▸ Given entries
━━━━━━━━━━

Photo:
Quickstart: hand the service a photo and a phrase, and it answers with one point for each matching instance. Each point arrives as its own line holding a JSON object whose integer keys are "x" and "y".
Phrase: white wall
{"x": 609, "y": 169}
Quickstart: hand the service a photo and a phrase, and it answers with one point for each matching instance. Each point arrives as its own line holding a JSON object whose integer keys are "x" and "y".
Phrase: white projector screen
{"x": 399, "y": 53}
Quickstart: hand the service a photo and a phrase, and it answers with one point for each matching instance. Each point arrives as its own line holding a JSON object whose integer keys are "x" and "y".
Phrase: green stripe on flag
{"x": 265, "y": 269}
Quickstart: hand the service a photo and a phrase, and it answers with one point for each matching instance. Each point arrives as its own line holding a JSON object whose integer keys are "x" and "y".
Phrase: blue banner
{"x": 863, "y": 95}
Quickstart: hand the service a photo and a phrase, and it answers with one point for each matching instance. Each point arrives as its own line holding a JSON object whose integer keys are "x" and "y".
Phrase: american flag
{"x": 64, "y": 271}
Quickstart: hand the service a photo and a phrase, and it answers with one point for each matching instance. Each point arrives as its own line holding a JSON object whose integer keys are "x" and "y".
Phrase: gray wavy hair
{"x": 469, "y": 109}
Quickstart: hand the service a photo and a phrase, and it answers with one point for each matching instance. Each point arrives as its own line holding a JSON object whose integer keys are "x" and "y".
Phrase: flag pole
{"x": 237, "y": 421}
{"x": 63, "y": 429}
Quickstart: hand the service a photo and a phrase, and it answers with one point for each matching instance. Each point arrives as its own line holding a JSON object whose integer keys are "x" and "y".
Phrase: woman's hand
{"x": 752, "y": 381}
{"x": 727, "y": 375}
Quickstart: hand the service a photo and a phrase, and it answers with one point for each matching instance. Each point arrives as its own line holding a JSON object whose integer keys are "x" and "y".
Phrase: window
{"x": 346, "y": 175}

━━━━━━━━━━

▸ Goal
Copy every item above word for word, from the first line to the last.

▸ Task solution
Photo:
Quickstart: hand the service a photo and a phrase, and it answers with one point for each matching instance. Each point arrives as its own line holding a JSON object whose integer keys are "x" and "y".
Phrase: white wall
{"x": 609, "y": 169}
Quickstart: hand the service a photo and a phrase, and it answers with one point for each matching instance. Each point arrives as its own line holding a JSON object whose integer keys are "x" and "y".
Phrase: white projector screen
{"x": 399, "y": 53}
Quickstart: hand the service a photo and a phrase, and it answers with one point for each matching instance. Each point arrives as its own line holding a JSON object whose integer keys are "x" and "y".
Phrase: green stripe on flag
{"x": 265, "y": 269}
Quickstart: hand the service a photo and a phrase, and it answers with one point for each matching instance. Each point arrives as its own line holding a JSON object whose integer keys are "x" and "y".
Phrase: blue banner
{"x": 863, "y": 95}
Quickstart: hand the service a photo and a phrase, and it answers with one point for each matching instance. Each point arrives as its own line holding a JSON object whose integer keys are "x" and "y".
Phrase: american flag
{"x": 64, "y": 271}
Quickstart: hand the service a photo and a phrase, and it answers with one point for each matching instance. Each point arrives as its own line holding a JSON object whose integer keys are "x" and "y".
Phrase: gray wavy hair
{"x": 469, "y": 109}
Quickstart: hand the service a photo and a phrase, and it answers with one point for each matching instance. Each point arrives as its own line holding a JSON object whose integer keys are "x" and "y".
Phrase: flag pole
{"x": 237, "y": 421}
{"x": 63, "y": 429}
Quickstart: hand the service a photo and a phrase, and it answers with one point for each matching instance. Each point arrives as its own line holding a JSON object whose integer keys are "x" and "y".
Phrase: woman's hand
{"x": 752, "y": 381}
{"x": 727, "y": 375}
Quickstart: hand the service a photo and a phrase, and it answers with one point for each matching instance. Each point arrives as its own line holding a JSON object whose integer keys are "x" and "y".
Phrase: window
{"x": 346, "y": 175}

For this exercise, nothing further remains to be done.